GIVEN TASK 1
Which lines in the records below contain the string "illuminated"? Locate each one and copy the whole line.

TEXT EXTRACT
+===+

Business Tax Advisory

Venkatesh Srinivasan (21) 402-4000

Mobile: 0722-677-094

Alexander Milcev (21) 402-4000

Mobile: 0722-434-524

Indirect Tax

Jean-Marc Cambien (21) 402-4000

Mobile: 0723-677-116

This chapter reflects the measures in the Romanian Fiscal Code, which took effect on 1 January 2004, and subsequent amendments to the code, including amendments that are effective from 1 January 2008. Because of these and other recent changes, readers should obtain further information before engaging in transactions.

A. At a Glance

Corporate Income Tax Rate (%) 16 (a)

Capital Gains Tax Rate (%) 16 (a)

Branch Tax Rate (%) 16 (a)

Withholding Tax (%) (b)

Dividends 16 (c)

Interest 16 (d)(e)(f)

Royalties 16 (d)(f)

Commissions 16 (d)

Management and Consultancy Services 16 (d)

Services Rendered in Romania 16 (d)

Gambling 20

Branch Remittance Tax 0

Net Operating Losses (Years)

Carryback 0

Carryforward 5 (7 starting 2009)

(a) See Section B.

(b) These withholding taxes are final.

(c) Effective from 1 January 2007, dividends paid by a Romanian legal entity to a legal entity resident in an EU member state or to a permanent establishment of an entity from another EU member state that is located in another EU member state are exempt from withholding tax if the beneficiary of the dividends owned at least 15% of the participation titles (for example, shares) in the Romanian legal entity for an uninterrupted period of at least two years that ended on the date of payment of the dividend. The minimum shareholding requirement will be reduced to 10%, effective from 2009.

(d) This withholding tax applies only if the income is not attributable to a permanent establishment in Romania.

(e) The following types of interest derived by non-residents are not subject to withholding tax: interest on current deposits or accounts; interest from external instruments and credits and receivable titles representing external credits, which are contracted directly or through the issuance of titles or bonds; interest related to the issuance of state bonds on the domestic and foreign capital markets if such instruments or titles are issued or guaranteed by the Romanian government, local councils, the National Bank of Romania or banks that act in the capacity of an agent of the Romanian government; interest on debt instruments or titles issued by Romanian companies, if the debt instruments or titles are traded on a securities market regulated by the relevant authority in the state where such market is located and if the interest is paid to a person that is not a related party with respect to the issuer of the debt instruments or titles.

(f) The rate is 10% for interest and royalties if the beneficial owner is a legal person resident in an EU member state or a permanent establishment of an entity from another EU member state that is located in another EU member state and if the beneficial owner of interest or royalties holds at least 25% of the value or number of participation titles in the Romanian entity for an uninterrupted period of at least two years that ends on the payment date of the interest or royalties. The 10% rate applies during the transitional period beginning with the date of Romania’s accession to the EU (1 January 2007) and ending on 31 December 2010.

B. Taxes on Corporate Income and Gains

Corporate Income Tax. Resident entities are subject to tax on their worldwide income. An entity is resident in Romania if it is incorporated in Romania or if its place of effective management and control is located in Romania.

Associations or consortia, which are not considered separate legal persons in Romania, are tax transparent. For such associations between Romanian legal entities and individuals or foreign entities, the tax is calculated and paid by the Romanian legal entities on behalf of the partners.

+===+

DATASET EXTRACT
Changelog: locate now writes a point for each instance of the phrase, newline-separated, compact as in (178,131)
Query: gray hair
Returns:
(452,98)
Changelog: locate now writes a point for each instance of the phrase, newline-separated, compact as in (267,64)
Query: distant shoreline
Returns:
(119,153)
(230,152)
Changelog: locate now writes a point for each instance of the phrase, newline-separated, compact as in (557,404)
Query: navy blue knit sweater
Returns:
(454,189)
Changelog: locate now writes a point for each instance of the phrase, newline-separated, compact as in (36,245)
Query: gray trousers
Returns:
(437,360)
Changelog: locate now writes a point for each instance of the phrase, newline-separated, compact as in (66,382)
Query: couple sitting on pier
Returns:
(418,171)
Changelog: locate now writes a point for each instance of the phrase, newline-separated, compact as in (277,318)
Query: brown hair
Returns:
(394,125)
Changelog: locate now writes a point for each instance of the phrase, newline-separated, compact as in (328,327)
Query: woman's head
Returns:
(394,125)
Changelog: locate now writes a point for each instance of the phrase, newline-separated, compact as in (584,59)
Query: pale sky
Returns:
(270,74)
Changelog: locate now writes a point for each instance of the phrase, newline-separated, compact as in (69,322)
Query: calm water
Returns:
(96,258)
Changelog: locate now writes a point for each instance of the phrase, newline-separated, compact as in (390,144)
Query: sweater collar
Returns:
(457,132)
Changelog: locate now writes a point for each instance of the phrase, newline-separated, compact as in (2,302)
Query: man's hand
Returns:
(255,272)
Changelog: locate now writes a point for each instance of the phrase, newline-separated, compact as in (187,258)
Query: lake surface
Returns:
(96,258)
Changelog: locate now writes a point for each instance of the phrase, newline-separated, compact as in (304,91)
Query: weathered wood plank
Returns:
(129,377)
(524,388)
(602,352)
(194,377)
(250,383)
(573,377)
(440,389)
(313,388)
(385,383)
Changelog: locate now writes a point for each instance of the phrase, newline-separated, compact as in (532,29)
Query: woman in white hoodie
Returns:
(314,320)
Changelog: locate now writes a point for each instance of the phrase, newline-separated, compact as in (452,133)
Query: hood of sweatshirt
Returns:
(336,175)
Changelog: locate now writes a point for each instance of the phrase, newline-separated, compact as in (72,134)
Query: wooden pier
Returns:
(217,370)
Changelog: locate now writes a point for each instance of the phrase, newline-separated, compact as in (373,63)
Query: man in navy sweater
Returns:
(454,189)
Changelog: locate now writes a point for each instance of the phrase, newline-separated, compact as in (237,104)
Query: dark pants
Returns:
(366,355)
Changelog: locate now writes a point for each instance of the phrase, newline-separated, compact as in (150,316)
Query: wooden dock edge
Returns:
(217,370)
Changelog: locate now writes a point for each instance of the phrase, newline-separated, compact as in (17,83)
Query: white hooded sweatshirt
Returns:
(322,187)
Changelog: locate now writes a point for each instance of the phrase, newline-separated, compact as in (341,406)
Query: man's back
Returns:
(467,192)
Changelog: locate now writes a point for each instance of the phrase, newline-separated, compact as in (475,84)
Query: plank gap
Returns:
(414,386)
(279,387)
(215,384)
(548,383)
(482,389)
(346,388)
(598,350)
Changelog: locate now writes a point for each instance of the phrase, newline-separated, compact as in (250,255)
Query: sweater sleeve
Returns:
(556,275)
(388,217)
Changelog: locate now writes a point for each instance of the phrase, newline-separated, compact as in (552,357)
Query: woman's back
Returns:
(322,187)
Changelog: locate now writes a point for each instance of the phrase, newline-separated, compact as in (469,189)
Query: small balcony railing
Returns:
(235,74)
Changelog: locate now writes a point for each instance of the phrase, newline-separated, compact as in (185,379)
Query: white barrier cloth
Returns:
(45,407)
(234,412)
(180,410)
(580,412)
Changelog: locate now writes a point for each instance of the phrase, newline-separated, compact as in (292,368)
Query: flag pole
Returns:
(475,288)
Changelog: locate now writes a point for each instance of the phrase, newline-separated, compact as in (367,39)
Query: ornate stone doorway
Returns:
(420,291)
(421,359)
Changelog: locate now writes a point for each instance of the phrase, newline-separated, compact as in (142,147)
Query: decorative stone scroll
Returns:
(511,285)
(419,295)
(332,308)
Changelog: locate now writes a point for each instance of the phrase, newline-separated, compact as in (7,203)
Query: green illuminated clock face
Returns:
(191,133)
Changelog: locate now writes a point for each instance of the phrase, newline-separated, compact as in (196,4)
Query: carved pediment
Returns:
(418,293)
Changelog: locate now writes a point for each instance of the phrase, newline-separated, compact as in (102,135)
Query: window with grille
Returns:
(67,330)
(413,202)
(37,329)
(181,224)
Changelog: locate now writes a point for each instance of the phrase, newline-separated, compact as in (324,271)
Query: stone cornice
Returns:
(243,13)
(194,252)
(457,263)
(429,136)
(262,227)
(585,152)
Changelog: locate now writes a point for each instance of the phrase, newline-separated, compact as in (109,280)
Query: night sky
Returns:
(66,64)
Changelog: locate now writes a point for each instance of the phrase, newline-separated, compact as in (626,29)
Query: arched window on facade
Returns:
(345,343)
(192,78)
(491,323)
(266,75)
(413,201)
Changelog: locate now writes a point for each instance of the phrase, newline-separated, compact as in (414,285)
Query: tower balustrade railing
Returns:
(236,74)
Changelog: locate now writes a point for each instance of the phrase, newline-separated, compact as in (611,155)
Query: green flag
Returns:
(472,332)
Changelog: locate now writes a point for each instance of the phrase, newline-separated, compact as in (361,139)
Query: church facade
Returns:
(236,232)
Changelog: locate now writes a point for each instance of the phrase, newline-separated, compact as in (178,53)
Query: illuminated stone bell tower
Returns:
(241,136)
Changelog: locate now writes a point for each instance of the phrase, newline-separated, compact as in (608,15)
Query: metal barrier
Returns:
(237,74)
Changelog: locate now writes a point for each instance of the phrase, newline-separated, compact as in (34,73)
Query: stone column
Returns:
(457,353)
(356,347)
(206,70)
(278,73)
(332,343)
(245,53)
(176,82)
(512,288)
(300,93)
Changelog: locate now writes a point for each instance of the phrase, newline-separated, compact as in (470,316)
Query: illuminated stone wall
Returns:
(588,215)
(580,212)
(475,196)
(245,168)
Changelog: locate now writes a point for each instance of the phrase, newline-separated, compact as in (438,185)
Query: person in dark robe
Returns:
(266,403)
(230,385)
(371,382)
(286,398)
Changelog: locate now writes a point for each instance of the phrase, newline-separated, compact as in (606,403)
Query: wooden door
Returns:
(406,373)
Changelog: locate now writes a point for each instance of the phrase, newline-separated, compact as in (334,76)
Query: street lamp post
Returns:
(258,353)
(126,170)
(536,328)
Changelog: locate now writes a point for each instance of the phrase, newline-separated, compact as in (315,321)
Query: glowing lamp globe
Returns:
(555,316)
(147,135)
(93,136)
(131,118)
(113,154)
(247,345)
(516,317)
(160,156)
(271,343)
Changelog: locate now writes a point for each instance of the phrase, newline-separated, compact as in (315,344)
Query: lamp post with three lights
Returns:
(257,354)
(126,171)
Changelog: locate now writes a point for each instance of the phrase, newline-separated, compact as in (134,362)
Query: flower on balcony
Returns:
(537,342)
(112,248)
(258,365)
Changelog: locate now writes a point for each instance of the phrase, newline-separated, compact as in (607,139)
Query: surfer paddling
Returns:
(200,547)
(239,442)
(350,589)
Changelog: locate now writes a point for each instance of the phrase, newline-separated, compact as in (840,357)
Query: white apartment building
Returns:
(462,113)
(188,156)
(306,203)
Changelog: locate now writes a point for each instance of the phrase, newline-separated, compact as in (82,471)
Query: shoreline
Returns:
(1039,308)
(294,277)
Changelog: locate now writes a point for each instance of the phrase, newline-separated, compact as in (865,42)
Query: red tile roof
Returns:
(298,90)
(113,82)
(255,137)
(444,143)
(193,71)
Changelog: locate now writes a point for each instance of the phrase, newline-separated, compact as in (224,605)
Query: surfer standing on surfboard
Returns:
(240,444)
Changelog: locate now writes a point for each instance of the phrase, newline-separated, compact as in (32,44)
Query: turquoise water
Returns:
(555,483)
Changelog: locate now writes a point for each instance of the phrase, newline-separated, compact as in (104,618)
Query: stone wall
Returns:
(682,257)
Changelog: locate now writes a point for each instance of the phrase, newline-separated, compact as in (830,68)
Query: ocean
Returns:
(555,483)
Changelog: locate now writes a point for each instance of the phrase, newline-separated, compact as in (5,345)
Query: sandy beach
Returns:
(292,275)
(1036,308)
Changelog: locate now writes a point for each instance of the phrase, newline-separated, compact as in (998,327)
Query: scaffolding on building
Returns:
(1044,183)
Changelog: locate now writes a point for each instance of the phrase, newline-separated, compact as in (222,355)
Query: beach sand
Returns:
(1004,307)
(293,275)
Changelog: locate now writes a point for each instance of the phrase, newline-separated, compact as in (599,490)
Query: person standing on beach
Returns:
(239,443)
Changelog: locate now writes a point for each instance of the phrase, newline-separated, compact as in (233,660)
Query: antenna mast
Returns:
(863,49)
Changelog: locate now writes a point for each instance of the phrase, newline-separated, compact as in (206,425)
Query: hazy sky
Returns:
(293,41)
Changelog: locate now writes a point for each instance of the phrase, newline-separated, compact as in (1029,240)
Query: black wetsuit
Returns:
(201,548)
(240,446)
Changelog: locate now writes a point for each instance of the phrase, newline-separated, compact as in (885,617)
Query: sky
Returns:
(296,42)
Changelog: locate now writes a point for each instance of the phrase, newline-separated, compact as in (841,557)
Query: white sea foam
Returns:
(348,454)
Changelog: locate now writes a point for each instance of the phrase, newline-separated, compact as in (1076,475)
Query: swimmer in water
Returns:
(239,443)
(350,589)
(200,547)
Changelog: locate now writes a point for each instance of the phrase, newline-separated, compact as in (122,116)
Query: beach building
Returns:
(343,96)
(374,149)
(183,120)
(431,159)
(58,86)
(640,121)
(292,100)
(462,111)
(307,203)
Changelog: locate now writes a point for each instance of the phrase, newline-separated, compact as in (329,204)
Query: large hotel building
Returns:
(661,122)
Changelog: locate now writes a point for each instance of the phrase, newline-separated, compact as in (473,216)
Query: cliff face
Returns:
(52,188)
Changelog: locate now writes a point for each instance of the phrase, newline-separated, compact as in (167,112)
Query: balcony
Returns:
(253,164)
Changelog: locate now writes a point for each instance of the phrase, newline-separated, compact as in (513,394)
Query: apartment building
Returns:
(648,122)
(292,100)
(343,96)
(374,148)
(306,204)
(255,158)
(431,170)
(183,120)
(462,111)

+===+

GIVEN TASK 2
Can you reproduce the passage from the Romanian tax guide above, starting with "This chapter reflects" and going on through "Gains Tax Rate (%) 16 (a)"?

WRITTEN SOLUTION 1
Query: green illuminated clock face
Query: illuminated stone bell tower
Query: illuminated stone wall

WRITTEN SOLUTION 2
This chapter reflects the measures in the Romanian Fiscal Code, which took effect on 1 January 2004, and subsequent amendments to the code, including amendments that are effective from 1 January 2008. Because of these and other recent changes, readers should obtain further information before engaging in transactions.

A. At a Glance

Corporate Income Tax Rate (%) 16 (a)

Capital Gains Tax Rate (%) 16 (a)